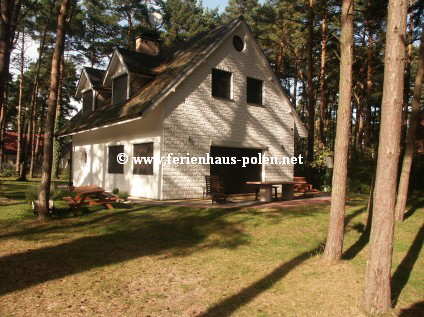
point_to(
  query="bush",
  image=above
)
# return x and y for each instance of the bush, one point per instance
(33, 191)
(123, 195)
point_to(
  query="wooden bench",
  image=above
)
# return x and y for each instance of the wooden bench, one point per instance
(258, 190)
(90, 195)
(70, 201)
(302, 186)
(110, 196)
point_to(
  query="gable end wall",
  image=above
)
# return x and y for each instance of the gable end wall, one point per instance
(194, 120)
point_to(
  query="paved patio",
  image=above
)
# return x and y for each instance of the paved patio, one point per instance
(237, 202)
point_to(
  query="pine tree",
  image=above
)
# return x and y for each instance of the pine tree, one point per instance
(377, 294)
(334, 244)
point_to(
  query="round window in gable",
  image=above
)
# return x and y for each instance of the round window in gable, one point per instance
(84, 158)
(238, 43)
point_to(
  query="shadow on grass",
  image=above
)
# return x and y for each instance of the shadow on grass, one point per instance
(130, 236)
(230, 304)
(414, 311)
(403, 271)
(415, 205)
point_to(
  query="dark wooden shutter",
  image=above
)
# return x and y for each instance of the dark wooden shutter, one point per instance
(143, 150)
(113, 166)
(221, 84)
(120, 86)
(87, 102)
(254, 90)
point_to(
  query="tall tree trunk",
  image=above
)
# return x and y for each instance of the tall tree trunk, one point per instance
(37, 144)
(34, 139)
(33, 106)
(311, 100)
(358, 122)
(321, 137)
(10, 10)
(21, 89)
(295, 79)
(367, 112)
(377, 295)
(3, 125)
(44, 194)
(57, 146)
(334, 244)
(410, 139)
(407, 72)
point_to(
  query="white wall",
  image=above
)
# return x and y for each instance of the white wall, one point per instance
(192, 112)
(96, 142)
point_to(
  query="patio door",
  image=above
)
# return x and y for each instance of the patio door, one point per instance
(234, 176)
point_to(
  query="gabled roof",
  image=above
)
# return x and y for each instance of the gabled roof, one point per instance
(139, 63)
(94, 76)
(178, 63)
(169, 73)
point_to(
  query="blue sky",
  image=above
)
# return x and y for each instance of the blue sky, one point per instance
(212, 4)
(221, 4)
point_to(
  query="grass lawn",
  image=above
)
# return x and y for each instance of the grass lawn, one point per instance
(143, 260)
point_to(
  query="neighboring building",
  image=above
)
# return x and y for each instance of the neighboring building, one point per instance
(216, 93)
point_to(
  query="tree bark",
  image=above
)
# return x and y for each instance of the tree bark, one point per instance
(367, 112)
(407, 73)
(334, 244)
(410, 138)
(377, 295)
(51, 111)
(30, 130)
(321, 137)
(57, 143)
(311, 99)
(21, 89)
(10, 10)
(294, 96)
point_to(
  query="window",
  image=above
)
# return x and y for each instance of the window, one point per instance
(221, 83)
(254, 91)
(238, 43)
(143, 150)
(113, 166)
(87, 102)
(84, 158)
(120, 87)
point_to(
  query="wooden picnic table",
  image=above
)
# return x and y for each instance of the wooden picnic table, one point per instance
(90, 195)
(265, 188)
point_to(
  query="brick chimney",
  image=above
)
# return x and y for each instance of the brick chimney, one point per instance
(147, 43)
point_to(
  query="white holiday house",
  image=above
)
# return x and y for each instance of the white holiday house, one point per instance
(215, 93)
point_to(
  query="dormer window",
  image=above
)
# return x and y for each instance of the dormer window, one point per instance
(254, 91)
(120, 89)
(221, 83)
(87, 101)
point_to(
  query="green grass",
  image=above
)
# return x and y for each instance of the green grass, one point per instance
(140, 260)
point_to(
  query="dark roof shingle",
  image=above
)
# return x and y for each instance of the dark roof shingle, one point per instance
(95, 76)
(177, 63)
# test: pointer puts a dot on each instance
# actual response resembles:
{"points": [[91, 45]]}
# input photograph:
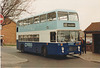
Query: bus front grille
{"points": [[72, 48]]}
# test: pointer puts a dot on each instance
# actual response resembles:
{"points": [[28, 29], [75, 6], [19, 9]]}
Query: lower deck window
{"points": [[67, 36], [29, 38]]}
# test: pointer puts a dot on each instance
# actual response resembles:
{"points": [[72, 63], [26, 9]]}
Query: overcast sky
{"points": [[88, 10]]}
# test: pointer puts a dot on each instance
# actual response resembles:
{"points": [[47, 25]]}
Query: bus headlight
{"points": [[62, 49], [78, 48]]}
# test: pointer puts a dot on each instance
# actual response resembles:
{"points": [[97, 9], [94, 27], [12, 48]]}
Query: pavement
{"points": [[7, 59], [12, 59], [89, 56]]}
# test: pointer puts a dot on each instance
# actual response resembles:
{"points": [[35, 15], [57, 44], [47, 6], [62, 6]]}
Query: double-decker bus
{"points": [[51, 33]]}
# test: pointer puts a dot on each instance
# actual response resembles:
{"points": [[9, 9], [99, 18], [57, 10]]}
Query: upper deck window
{"points": [[62, 15], [36, 19], [73, 16], [51, 16], [43, 18]]}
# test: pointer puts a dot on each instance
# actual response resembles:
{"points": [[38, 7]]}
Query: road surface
{"points": [[37, 61]]}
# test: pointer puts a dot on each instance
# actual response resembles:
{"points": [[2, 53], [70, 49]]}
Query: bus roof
{"points": [[49, 12]]}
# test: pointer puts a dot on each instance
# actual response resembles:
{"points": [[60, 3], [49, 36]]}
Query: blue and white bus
{"points": [[51, 33]]}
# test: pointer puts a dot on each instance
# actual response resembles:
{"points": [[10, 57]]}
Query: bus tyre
{"points": [[44, 51], [22, 48]]}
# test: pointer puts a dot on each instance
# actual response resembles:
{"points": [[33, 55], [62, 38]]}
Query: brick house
{"points": [[8, 32], [94, 29]]}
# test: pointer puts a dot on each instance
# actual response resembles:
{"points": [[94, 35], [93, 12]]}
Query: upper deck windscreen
{"points": [[68, 16]]}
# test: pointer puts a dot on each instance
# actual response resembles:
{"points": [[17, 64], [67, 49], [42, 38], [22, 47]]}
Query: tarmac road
{"points": [[37, 61]]}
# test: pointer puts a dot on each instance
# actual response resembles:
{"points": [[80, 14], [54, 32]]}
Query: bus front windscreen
{"points": [[73, 16], [67, 36]]}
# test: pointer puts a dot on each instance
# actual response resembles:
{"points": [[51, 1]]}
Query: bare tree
{"points": [[13, 8]]}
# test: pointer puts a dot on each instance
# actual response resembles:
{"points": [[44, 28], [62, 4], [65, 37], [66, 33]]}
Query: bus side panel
{"points": [[52, 48]]}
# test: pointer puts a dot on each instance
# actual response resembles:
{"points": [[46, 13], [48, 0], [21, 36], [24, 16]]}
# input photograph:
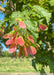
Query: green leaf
{"points": [[42, 12]]}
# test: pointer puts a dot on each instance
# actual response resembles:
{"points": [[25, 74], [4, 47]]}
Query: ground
{"points": [[16, 65]]}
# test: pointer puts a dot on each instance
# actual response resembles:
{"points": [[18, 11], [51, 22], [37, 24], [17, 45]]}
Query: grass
{"points": [[8, 64]]}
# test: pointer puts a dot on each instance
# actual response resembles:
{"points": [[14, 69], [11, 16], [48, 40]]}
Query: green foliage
{"points": [[33, 13]]}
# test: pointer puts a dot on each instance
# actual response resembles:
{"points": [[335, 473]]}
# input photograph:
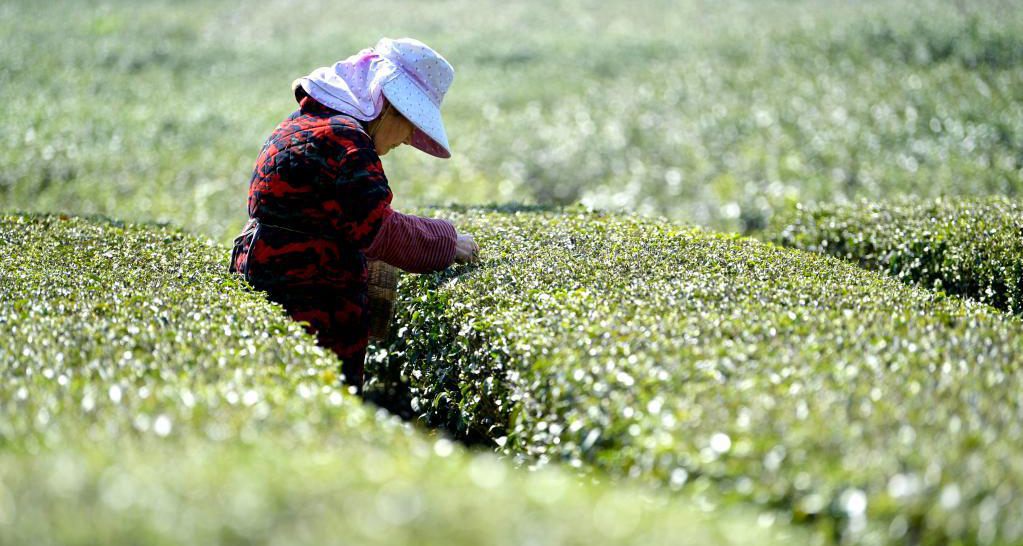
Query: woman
{"points": [[319, 203]]}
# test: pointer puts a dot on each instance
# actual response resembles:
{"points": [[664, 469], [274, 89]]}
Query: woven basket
{"points": [[383, 284]]}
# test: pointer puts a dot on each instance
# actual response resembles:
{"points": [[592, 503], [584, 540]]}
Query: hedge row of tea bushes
{"points": [[970, 247], [147, 398], [875, 411]]}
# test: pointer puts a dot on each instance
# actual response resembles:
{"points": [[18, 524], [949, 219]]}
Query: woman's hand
{"points": [[465, 249]]}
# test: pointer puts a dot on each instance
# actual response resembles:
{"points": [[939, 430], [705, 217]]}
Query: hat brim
{"points": [[413, 103]]}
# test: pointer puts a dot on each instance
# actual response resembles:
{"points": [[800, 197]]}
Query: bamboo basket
{"points": [[383, 286]]}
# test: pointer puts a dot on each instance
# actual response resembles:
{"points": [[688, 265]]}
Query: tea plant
{"points": [[970, 247], [645, 349], [148, 398]]}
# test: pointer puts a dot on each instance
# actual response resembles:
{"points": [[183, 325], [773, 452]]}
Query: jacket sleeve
{"points": [[413, 243], [362, 196]]}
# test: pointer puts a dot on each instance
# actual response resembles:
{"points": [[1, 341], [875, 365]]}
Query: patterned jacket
{"points": [[318, 203]]}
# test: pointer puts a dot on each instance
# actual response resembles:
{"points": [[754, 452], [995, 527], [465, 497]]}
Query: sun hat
{"points": [[412, 77]]}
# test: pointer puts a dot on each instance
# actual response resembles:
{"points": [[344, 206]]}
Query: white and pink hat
{"points": [[410, 75]]}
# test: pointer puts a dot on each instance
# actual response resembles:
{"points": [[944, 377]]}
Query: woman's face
{"points": [[391, 131]]}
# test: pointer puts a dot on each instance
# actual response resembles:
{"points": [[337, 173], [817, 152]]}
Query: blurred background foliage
{"points": [[711, 112]]}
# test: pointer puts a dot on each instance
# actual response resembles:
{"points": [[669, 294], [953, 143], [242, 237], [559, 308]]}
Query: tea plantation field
{"points": [[147, 398], [709, 111], [971, 247], [622, 367], [643, 349]]}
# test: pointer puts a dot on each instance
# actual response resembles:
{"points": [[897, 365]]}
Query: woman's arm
{"points": [[413, 243]]}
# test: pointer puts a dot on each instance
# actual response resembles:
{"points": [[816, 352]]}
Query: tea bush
{"points": [[970, 247], [714, 112], [148, 398], [880, 412]]}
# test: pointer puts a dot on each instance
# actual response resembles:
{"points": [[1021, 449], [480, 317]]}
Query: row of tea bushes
{"points": [[969, 247], [147, 398], [877, 411]]}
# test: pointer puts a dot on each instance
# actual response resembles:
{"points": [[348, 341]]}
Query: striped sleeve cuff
{"points": [[413, 243]]}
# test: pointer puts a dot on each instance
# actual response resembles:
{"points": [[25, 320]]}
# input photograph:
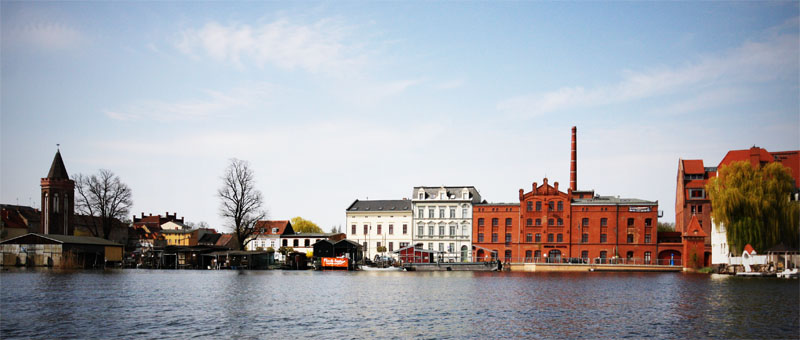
------------
## What you will do
The lines to restate word for word run from the line that contains "Query: woman's face" through the end of the entries above, both ends included. Leave out all pictures and write nothing else.

## Output below
Query: woman's face
{"points": [[391, 131]]}
# test: pointer puts a dot on each instance
# actual response resembles:
{"points": [[337, 173], [817, 152]]}
Query: blurred background foliage
{"points": [[711, 112]]}
# test: pointer puts a dot on each instance
# actual response resembles:
{"points": [[669, 294], [953, 143], [242, 237], [559, 308]]}
Query: tea plantation field
{"points": [[147, 398], [709, 111], [971, 247], [622, 367], [643, 349]]}
# test: pointer puts a dot on each instance
# actual response resembles:
{"points": [[897, 365]]}
Query: woman's arm
{"points": [[413, 243]]}
# test: pointer puts a dot on each instance
# actual response resembles:
{"points": [[816, 352]]}
Query: tea bush
{"points": [[970, 247], [714, 112], [148, 398], [880, 412]]}
# test: pointer puts a dot on each instance
# actual response resembles:
{"points": [[1021, 449], [480, 317]]}
Query: row of tea bushes
{"points": [[969, 247], [147, 398], [877, 411]]}
# test: pointer puts a dot on each instance
# actual response resembles:
{"points": [[348, 341]]}
Query: striped sleeve cuff
{"points": [[413, 243]]}
# test: pointer puts a dot on each instance
# actual response resembles:
{"points": [[25, 320]]}
# input photograph:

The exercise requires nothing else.